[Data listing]
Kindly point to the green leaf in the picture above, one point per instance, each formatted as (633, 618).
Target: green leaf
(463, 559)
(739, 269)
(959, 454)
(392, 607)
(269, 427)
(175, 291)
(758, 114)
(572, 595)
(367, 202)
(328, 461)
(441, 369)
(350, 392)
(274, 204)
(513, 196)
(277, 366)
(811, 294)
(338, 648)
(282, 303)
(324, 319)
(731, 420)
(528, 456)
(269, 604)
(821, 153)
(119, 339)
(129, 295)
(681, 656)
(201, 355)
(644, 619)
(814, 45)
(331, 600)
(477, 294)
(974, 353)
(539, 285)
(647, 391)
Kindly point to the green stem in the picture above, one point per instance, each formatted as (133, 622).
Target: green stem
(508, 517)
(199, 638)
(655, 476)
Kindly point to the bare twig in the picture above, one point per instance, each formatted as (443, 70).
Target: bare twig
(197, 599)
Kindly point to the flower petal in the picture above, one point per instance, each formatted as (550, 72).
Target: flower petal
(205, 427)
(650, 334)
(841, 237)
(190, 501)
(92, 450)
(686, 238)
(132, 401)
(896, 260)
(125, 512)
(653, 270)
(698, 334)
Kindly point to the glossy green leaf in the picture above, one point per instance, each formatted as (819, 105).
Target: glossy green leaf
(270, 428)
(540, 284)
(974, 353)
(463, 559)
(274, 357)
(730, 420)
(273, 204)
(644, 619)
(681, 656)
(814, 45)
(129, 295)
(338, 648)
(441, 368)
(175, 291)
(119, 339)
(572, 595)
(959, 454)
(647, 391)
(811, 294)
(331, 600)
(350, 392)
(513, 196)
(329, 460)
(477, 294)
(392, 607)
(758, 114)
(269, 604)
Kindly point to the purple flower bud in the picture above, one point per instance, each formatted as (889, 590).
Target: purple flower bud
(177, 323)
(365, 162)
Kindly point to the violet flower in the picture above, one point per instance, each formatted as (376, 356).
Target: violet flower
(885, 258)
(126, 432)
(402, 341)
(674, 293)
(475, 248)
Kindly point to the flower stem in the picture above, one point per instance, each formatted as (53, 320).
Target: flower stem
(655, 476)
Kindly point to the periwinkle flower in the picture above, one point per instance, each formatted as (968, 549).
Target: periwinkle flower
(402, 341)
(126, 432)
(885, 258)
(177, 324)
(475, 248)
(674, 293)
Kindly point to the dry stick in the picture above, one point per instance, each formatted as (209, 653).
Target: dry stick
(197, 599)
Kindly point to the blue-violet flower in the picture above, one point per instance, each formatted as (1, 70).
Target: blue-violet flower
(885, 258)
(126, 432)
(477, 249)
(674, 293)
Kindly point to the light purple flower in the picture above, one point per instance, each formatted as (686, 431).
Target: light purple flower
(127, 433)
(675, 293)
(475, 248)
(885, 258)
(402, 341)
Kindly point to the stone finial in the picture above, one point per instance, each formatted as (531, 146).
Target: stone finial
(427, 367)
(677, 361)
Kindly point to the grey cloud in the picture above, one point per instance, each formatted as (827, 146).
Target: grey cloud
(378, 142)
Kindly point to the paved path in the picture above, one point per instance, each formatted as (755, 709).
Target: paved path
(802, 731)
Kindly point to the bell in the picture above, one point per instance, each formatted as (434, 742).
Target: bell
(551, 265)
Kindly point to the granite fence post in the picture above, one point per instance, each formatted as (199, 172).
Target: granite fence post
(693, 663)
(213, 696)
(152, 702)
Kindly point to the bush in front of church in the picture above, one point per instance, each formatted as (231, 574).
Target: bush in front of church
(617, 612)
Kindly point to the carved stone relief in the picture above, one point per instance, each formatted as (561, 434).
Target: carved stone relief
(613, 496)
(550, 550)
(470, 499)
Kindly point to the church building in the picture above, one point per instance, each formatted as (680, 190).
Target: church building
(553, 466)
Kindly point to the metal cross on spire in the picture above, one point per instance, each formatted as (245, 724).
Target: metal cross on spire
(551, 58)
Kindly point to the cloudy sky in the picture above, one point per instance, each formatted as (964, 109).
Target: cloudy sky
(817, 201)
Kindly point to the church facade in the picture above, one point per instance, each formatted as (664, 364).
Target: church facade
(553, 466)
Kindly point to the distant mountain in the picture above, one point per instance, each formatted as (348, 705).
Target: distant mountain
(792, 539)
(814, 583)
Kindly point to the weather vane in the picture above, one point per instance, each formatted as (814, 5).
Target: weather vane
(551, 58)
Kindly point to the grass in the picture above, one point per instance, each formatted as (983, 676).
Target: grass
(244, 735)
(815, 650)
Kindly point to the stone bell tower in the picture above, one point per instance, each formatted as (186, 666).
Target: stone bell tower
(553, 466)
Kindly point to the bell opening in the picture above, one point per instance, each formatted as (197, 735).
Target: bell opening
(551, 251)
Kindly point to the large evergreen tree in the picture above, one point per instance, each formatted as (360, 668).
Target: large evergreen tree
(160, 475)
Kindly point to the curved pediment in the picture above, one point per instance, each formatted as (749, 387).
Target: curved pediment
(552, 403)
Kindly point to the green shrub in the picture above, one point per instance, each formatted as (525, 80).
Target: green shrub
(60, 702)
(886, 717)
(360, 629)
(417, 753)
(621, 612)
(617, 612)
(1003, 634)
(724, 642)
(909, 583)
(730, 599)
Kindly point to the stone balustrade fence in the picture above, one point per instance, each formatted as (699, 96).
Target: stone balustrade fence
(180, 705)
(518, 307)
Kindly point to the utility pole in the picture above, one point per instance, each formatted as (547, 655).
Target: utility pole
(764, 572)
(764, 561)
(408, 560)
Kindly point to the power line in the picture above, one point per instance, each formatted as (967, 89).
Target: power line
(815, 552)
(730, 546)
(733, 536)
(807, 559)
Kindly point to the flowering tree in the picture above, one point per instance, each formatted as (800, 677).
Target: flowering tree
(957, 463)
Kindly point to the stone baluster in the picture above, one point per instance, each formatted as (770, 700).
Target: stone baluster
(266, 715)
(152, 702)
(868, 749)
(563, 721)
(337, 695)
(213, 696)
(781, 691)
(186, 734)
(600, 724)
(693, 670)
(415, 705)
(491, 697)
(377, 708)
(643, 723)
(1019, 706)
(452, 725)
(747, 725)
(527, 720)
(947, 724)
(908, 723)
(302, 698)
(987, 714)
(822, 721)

EXERCISE AIM:
Repeat the material above exactly.

WRITTEN SOLUTION:
Kindly point to the green leaf in the picture above, one point per instance, each formatted as (633, 618).
Target: green leaf
(463, 559)
(739, 269)
(959, 454)
(392, 607)
(269, 427)
(175, 291)
(758, 114)
(572, 595)
(367, 202)
(328, 461)
(441, 369)
(350, 392)
(274, 204)
(513, 196)
(277, 366)
(811, 294)
(338, 648)
(282, 303)
(324, 319)
(731, 420)
(528, 456)
(269, 604)
(821, 153)
(119, 339)
(129, 295)
(681, 656)
(201, 355)
(644, 619)
(814, 45)
(331, 600)
(477, 294)
(974, 353)
(539, 285)
(647, 391)
Kindly point to the green stem in the picture above, one point per instance, each formatted as (133, 622).
Target: green stem
(508, 517)
(199, 638)
(655, 476)
Kindly point to the bare twig in the picture above, one point per instance, each formatted as (443, 70).
Target: bare twig
(197, 599)
Kindly point to the flower petal in the picture above, one point per instance, each formatted as (550, 72).
Target: flower petal
(205, 427)
(650, 334)
(841, 237)
(190, 501)
(92, 450)
(686, 238)
(132, 401)
(896, 260)
(125, 512)
(653, 270)
(698, 334)
Kindly point to the glossy green leaf in the picture above, one point per instance, each formatted as (819, 105).
Target: glossy green leaf
(270, 428)
(540, 284)
(974, 353)
(463, 559)
(274, 357)
(730, 420)
(273, 204)
(644, 619)
(681, 656)
(814, 45)
(129, 295)
(338, 648)
(441, 368)
(175, 291)
(119, 339)
(572, 595)
(959, 454)
(647, 391)
(811, 294)
(331, 600)
(350, 392)
(513, 196)
(329, 460)
(477, 294)
(392, 607)
(758, 114)
(269, 604)
Kindly point to the purple flower bud in the picture above, one point per instance, each formatted as (889, 590).
Target: purple flower bud
(177, 323)
(365, 162)
Kindly point to the violet flower in the picture above, one point per instance, each formatted as (376, 356).
Target: violet flower
(885, 258)
(126, 432)
(402, 341)
(674, 293)
(475, 248)
Kindly point to the flower stem in the picture above, one point per instance, each formatted as (53, 320).
Target: flower stem
(655, 476)
Kindly point to the periwinkle flower in the picture above, one point per instance, each formatted as (968, 549).
Target: periwinkle flower
(402, 341)
(126, 432)
(885, 258)
(177, 324)
(475, 248)
(674, 293)
Kindly point to the dry stick in the picture above, one point per instance, each formatted as (209, 653).
Target: dry stick
(197, 599)
Kindly point to the blue-violet flower in the picture above, one point per instance, each formatted as (1, 70).
Target: blue-violet flower
(885, 258)
(126, 432)
(477, 249)
(674, 293)
Kindly point to the light purple flower in the picture above, one point per instance, each formatted as (686, 431).
Target: light purple flower
(127, 433)
(675, 293)
(475, 248)
(885, 258)
(402, 341)
Kindly point to the stone finial in the picture above, one point per instance, each formatted as (531, 146).
Target: stone finial
(427, 367)
(677, 361)
Kindly point to the grey cloud in the picture above, one point per instance, each formatted as (827, 146).
Target: grey cloud
(378, 142)
Kindly point to the paved path in the picture above, one point per instance, each formatted as (755, 709).
Target: paved path
(802, 731)
Kindly point to the bell in the picture above, one point per instance, each formatted as (434, 742).
Target: bell
(551, 265)
Kindly point to the granite fence post in the picture above, one point per instance, each formatted as (199, 172).
Target: granite fence post
(693, 663)
(213, 696)
(152, 702)
Kindly point to the bush in front of church in the picture above, one point per instance, each formatted as (231, 574).
Target: bush in front of church
(617, 612)
Kindly point to the carved stone relief in the picture above, one point per instance, each formatted as (561, 434).
Target: carved stone relief
(613, 496)
(550, 550)
(470, 499)
Kindly point to the church building in the picture above, one point per instance, each formatted as (680, 190).
Target: church building
(553, 466)
Kindly point to the metal cross on spire in the picture above, one point per instance, each formatted as (245, 724).
Target: metal cross on spire
(551, 58)
Kindly point to the cloudy sky in the picture above, one point per instance, each formatted as (964, 109).
Target: cloudy sky
(817, 201)
Kindly point to the church facade in the picture above, one point per instance, each formatted as (664, 364).
Target: church facade
(553, 466)
Kindly point to the distant mountain in the picture above, one point per instance, each formatted as (348, 705).
Target: distant mountain
(792, 539)
(814, 583)
Kindly point to the weather vane in the picture above, one point per instance, each formatted as (814, 5).
Target: weather vane
(551, 58)
Kindly point to the grass in the picture above, one point per instance, each formatted as (983, 676).
Target: grass
(244, 735)
(815, 650)
Kindly point to the stone bell tower in the picture above, one point per instance, each formatted as (186, 666).
Target: stone bell tower
(553, 466)
Kindly point to the bell opening in the picture above, one point per instance, each formatted as (197, 735).
Target: bell opening
(551, 251)
Kindly point to the large evergreen tree in the picture above, one point per instance, each formatted as (360, 668).
Target: large evergreen tree
(160, 475)
Kindly point to the curved pediment in the picture above, one point per instance, each formatted as (749, 387).
Target: curved pediment
(552, 403)
Kindly point to the green shrub in the picture above, one point per instance, each formatted as (525, 80).
Target: green shrub
(60, 702)
(886, 717)
(360, 629)
(417, 753)
(621, 612)
(617, 612)
(1003, 634)
(724, 642)
(909, 583)
(730, 599)
Kindly point to the stone balustrade fence in the picture above, one point per instance, each formatted as (699, 96).
Target: stone balustrade fence
(180, 705)
(518, 307)
Kindly point to the utility pole in the picture above, one point per instance, each formatted as (547, 655).
Target: utility pole
(764, 572)
(764, 561)
(408, 560)
Kindly point to the power line in the picture above, one point per instance, each formatted as (967, 89).
Target: power line
(815, 552)
(730, 546)
(733, 536)
(807, 559)
Kindly point to the flowering tree in the picture above, one point per instance, each formatted as (800, 677).
Target: flowering tree
(957, 463)
Kindly point to the stone baluster in the picture above, one point per instance, each formatted as (770, 700).
Target: stone baluster
(266, 715)
(152, 702)
(868, 749)
(563, 721)
(337, 695)
(213, 696)
(781, 691)
(186, 734)
(600, 724)
(693, 670)
(415, 705)
(491, 697)
(377, 708)
(643, 723)
(1019, 706)
(452, 725)
(747, 725)
(527, 720)
(947, 724)
(908, 723)
(302, 698)
(987, 714)
(822, 721)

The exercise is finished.